Exercise details
Recast the rows below as a Markdown table with two columns, Number and Text: Number holds each line's position and Text holds the line itself. Leave out any blank lines.

Listed records

● ● ● ● ● ● ●

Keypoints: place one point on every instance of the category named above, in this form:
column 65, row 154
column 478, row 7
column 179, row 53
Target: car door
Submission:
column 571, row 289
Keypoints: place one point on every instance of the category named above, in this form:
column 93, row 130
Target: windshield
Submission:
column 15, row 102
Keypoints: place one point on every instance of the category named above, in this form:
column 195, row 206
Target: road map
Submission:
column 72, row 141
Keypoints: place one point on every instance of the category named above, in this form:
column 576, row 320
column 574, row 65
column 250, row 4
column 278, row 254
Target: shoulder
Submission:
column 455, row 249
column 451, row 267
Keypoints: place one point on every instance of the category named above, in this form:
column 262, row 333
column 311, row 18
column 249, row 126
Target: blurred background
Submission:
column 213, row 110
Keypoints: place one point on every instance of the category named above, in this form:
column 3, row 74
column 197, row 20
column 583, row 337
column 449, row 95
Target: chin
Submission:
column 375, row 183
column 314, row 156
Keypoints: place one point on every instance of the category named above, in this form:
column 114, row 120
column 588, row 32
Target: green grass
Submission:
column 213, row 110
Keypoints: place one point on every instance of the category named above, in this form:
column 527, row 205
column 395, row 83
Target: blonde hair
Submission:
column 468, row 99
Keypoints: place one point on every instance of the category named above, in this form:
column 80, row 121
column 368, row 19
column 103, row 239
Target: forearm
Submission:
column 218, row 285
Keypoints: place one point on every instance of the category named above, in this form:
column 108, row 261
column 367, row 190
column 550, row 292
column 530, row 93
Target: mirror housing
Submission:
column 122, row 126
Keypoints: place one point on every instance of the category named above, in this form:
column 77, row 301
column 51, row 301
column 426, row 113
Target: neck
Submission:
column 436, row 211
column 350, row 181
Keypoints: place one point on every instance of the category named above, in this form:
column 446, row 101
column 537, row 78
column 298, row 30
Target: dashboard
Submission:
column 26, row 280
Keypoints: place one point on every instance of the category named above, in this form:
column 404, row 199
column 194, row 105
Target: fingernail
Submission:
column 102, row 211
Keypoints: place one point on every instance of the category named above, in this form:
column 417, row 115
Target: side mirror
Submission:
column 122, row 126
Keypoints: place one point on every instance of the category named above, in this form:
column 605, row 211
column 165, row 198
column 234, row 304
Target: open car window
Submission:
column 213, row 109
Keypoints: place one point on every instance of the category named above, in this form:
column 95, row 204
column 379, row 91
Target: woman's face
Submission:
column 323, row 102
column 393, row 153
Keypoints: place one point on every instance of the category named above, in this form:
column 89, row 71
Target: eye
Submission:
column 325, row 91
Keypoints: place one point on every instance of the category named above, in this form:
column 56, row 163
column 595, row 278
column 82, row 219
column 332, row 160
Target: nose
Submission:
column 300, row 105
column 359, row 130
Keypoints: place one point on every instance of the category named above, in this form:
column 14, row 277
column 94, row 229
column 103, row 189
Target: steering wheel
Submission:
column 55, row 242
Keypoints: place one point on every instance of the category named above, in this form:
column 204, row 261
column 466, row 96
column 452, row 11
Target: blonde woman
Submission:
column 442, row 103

● ● ● ● ● ● ●

Solution for this exercise
| Number | Text |
|---|---|
| 1 | Keypoints: place one point on every instance of the category named above, in this form: |
| 2 | column 65, row 154 |
| 3 | column 478, row 7 |
| 4 | column 179, row 53 |
| 5 | Target: car door |
| 6 | Submission: |
| 7 | column 571, row 289 |
| 8 | Keypoints: place one point on every instance of the category named above, in this form: |
| 9 | column 93, row 130 |
| 10 | Target: windshield |
| 11 | Submission: |
| 12 | column 15, row 102 |
| 13 | Keypoints: place one point on every instance of the category named above, in this form: |
| 14 | column 195, row 206 |
| 15 | Target: road map |
| 16 | Submission: |
| 17 | column 72, row 141 |
| 18 | Keypoints: place one point on every instance of the category named above, in this form: |
| 19 | column 576, row 320 |
| 20 | column 574, row 65 |
| 21 | column 250, row 4 |
| 22 | column 278, row 254 |
| 23 | Target: shoulder |
| 24 | Submission: |
| 25 | column 455, row 249 |
| 26 | column 451, row 267 |
| 27 | Keypoints: place one point on every instance of the category named above, in this form: |
| 28 | column 262, row 333 |
| 29 | column 311, row 18 |
| 30 | column 249, row 126 |
| 31 | Target: blurred background |
| 32 | Submission: |
| 33 | column 213, row 110 |
| 34 | Keypoints: place one point on every instance of the category named above, in this form: |
| 35 | column 3, row 74 |
| 36 | column 197, row 20 |
| 37 | column 583, row 337 |
| 38 | column 449, row 95 |
| 39 | Target: chin |
| 40 | Submission: |
| 41 | column 375, row 183 |
| 42 | column 314, row 156 |
| 43 | Keypoints: place one point on every instance of the category named above, in this form: |
| 44 | column 114, row 120 |
| 45 | column 588, row 32 |
| 46 | Target: green grass |
| 47 | Submission: |
| 48 | column 213, row 110 |
| 49 | Keypoints: place one point on every instance of the category named above, in this form: |
| 50 | column 527, row 205 |
| 51 | column 395, row 83 |
| 52 | Target: blonde hair |
| 53 | Submission: |
| 54 | column 468, row 99 |
| 55 | Keypoints: place one point on every instance of the category named above, in this form: |
| 56 | column 80, row 121 |
| 57 | column 368, row 19 |
| 58 | column 103, row 239 |
| 59 | Target: forearm |
| 60 | Submission: |
| 61 | column 218, row 285 |
| 62 | Keypoints: place one point on every instance of the category named above, in this form: |
| 63 | column 108, row 261 |
| 64 | column 367, row 190 |
| 65 | column 550, row 292 |
| 66 | column 530, row 93 |
| 67 | Target: mirror housing |
| 68 | Submission: |
| 69 | column 122, row 126 |
| 70 | Keypoints: place one point on every instance of the category named above, in this form: |
| 71 | column 77, row 301 |
| 72 | column 51, row 301 |
| 73 | column 426, row 113 |
| 74 | Target: neck |
| 75 | Submission: |
| 76 | column 436, row 211 |
| 77 | column 350, row 181 |
| 78 | Keypoints: place one point on every instance of the category named above, in this form: |
| 79 | column 446, row 101 |
| 80 | column 537, row 78 |
| 81 | column 298, row 30 |
| 82 | Target: dashboard |
| 83 | Submission: |
| 84 | column 26, row 280 |
| 85 | Keypoints: place one point on every instance of the category named above, in this form: |
| 86 | column 404, row 199 |
| 87 | column 194, row 105 |
| 88 | Target: fingernail |
| 89 | Submission: |
| 90 | column 102, row 211 |
| 91 | Keypoints: place one point on every instance of the category named above, in this form: |
| 92 | column 417, row 115 |
| 93 | Target: side mirror |
| 94 | Submission: |
| 95 | column 122, row 126 |
| 96 | Keypoints: place one point on every instance of the category named above, in this form: |
| 97 | column 605, row 211 |
| 98 | column 165, row 198 |
| 99 | column 234, row 304 |
| 100 | Target: open car window |
| 101 | Submission: |
| 102 | column 213, row 109 |
| 103 | Keypoints: place one point on every instance of the category named above, in this form: |
| 104 | column 95, row 204 |
| 105 | column 379, row 91 |
| 106 | Target: woman's face |
| 107 | Submission: |
| 108 | column 323, row 102 |
| 109 | column 393, row 153 |
| 110 | Keypoints: place one point on every instance of the category named above, in this form: |
| 111 | column 89, row 71 |
| 112 | Target: eye |
| 113 | Submission: |
| 114 | column 325, row 91 |
| 115 | Keypoints: place one point on every instance of the category named above, in this form: |
| 116 | column 56, row 163 |
| 117 | column 595, row 278 |
| 118 | column 82, row 219 |
| 119 | column 332, row 160 |
| 120 | Target: nose |
| 121 | Submission: |
| 122 | column 300, row 105 |
| 123 | column 359, row 130 |
| 124 | Keypoints: place one point on every instance of the category named above, in this form: |
| 125 | column 14, row 277 |
| 126 | column 94, row 229 |
| 127 | column 103, row 189 |
| 128 | Target: steering wheel |
| 129 | Submission: |
| 130 | column 55, row 242 |
| 131 | Keypoints: place one point on every instance of the category named above, in this form: |
| 132 | column 204, row 261 |
| 133 | column 466, row 96 |
| 134 | column 452, row 11 |
| 135 | Target: blonde woman |
| 136 | Submission: |
| 137 | column 442, row 103 |